**YOUR GOAL:** Rewrite everything from "Every instance of the white license" down to "<point>277,129</point>", replacing "license plate" with "number plate" and leaving all else as it is.

-- RAW DATA start --

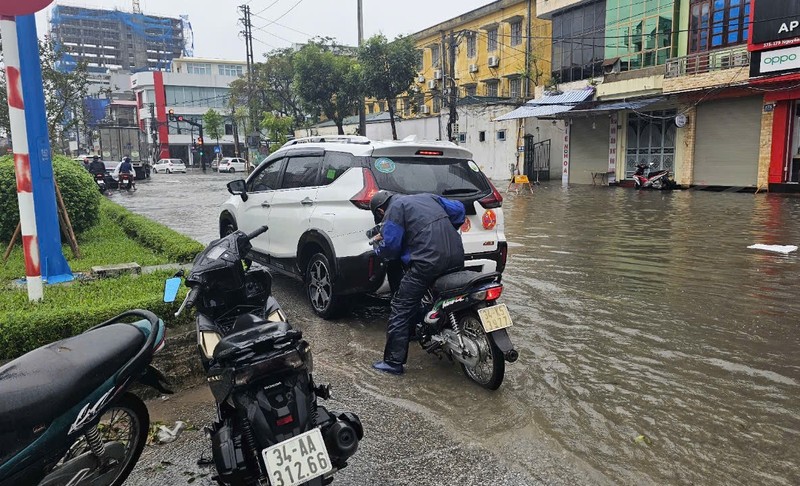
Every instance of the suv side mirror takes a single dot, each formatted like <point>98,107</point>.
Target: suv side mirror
<point>238,188</point>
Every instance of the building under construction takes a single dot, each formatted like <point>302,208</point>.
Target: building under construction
<point>111,40</point>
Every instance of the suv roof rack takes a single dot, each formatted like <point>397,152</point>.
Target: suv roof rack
<point>356,139</point>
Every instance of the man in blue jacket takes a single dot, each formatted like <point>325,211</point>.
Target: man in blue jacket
<point>420,230</point>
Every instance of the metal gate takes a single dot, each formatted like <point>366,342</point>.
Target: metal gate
<point>537,159</point>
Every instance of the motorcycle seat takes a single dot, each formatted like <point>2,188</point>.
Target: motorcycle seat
<point>262,335</point>
<point>461,281</point>
<point>41,385</point>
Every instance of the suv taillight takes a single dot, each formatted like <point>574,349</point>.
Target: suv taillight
<point>493,200</point>
<point>361,200</point>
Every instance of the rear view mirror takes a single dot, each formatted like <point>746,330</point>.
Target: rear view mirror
<point>238,188</point>
<point>171,286</point>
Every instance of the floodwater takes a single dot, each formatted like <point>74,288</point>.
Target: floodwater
<point>655,348</point>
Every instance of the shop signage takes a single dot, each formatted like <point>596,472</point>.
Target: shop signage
<point>775,24</point>
<point>780,60</point>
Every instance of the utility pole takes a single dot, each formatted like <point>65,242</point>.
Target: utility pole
<point>362,113</point>
<point>453,94</point>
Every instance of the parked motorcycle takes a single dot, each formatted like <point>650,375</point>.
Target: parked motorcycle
<point>100,180</point>
<point>463,322</point>
<point>656,180</point>
<point>269,426</point>
<point>66,415</point>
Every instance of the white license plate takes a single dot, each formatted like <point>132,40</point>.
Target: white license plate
<point>495,317</point>
<point>297,460</point>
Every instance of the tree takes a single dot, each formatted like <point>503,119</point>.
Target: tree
<point>329,84</point>
<point>388,69</point>
<point>212,124</point>
<point>64,92</point>
<point>277,129</point>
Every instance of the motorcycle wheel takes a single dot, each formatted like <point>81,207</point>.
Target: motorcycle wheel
<point>123,428</point>
<point>491,369</point>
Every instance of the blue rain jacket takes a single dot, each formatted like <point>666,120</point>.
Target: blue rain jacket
<point>422,229</point>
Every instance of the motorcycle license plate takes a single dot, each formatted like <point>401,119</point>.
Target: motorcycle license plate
<point>298,459</point>
<point>495,317</point>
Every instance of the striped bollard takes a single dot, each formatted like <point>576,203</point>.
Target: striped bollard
<point>22,166</point>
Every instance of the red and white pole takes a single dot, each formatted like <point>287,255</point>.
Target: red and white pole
<point>22,165</point>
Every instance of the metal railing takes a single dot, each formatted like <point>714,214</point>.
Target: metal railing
<point>704,62</point>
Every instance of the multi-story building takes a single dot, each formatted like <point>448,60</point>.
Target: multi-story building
<point>109,40</point>
<point>192,88</point>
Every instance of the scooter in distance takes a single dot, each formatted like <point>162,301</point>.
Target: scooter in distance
<point>655,180</point>
<point>67,416</point>
<point>269,428</point>
<point>463,322</point>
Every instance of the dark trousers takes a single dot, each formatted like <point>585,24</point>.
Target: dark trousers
<point>405,314</point>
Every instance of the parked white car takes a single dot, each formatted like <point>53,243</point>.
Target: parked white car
<point>169,166</point>
<point>314,195</point>
<point>232,164</point>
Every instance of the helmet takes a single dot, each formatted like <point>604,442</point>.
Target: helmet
<point>379,200</point>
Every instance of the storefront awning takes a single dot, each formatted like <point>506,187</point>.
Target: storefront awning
<point>549,105</point>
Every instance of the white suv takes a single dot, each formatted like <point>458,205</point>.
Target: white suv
<point>314,195</point>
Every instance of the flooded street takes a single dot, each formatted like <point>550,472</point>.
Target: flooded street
<point>655,348</point>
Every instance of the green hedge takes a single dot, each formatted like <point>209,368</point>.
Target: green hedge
<point>70,309</point>
<point>78,190</point>
<point>161,239</point>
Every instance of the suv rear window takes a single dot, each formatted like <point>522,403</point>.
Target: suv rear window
<point>443,176</point>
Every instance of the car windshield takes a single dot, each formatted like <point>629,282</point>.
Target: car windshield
<point>445,176</point>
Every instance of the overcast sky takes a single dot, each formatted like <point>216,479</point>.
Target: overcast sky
<point>216,31</point>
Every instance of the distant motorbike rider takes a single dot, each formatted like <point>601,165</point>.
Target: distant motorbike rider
<point>97,167</point>
<point>421,230</point>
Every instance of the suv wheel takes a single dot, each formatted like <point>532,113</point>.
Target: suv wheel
<point>319,287</point>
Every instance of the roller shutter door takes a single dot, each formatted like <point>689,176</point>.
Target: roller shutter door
<point>588,148</point>
<point>727,142</point>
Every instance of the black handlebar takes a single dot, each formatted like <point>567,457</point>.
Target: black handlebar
<point>258,232</point>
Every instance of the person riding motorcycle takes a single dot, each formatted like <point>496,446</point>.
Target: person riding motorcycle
<point>421,230</point>
<point>96,167</point>
<point>127,168</point>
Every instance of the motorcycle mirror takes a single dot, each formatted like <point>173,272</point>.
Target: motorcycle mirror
<point>171,286</point>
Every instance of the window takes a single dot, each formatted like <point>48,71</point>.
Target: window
<point>301,171</point>
<point>718,23</point>
<point>491,40</point>
<point>435,55</point>
<point>516,33</point>
<point>229,70</point>
<point>578,42</point>
<point>515,87</point>
<point>640,35</point>
<point>335,164</point>
<point>472,45</point>
<point>267,178</point>
<point>491,88</point>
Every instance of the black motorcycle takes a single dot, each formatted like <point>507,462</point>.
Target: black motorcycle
<point>269,426</point>
<point>461,320</point>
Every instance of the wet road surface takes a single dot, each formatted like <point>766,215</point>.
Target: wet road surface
<point>655,347</point>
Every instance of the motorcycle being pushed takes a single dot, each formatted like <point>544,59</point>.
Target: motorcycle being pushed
<point>463,322</point>
<point>269,428</point>
<point>654,179</point>
<point>66,415</point>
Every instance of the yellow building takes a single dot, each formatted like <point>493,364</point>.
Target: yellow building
<point>491,45</point>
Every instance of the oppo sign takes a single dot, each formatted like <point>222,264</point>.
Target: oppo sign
<point>780,60</point>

-- RAW DATA end --

**FULL OUTPUT:**
Every instance of the white number plate takes a single dot, each formatted like <point>132,40</point>.
Target: white number plate
<point>495,317</point>
<point>297,460</point>
Every instance of the tree takes a single dot, each formatted like <point>503,119</point>.
Target: tree
<point>329,84</point>
<point>388,69</point>
<point>212,124</point>
<point>64,92</point>
<point>277,129</point>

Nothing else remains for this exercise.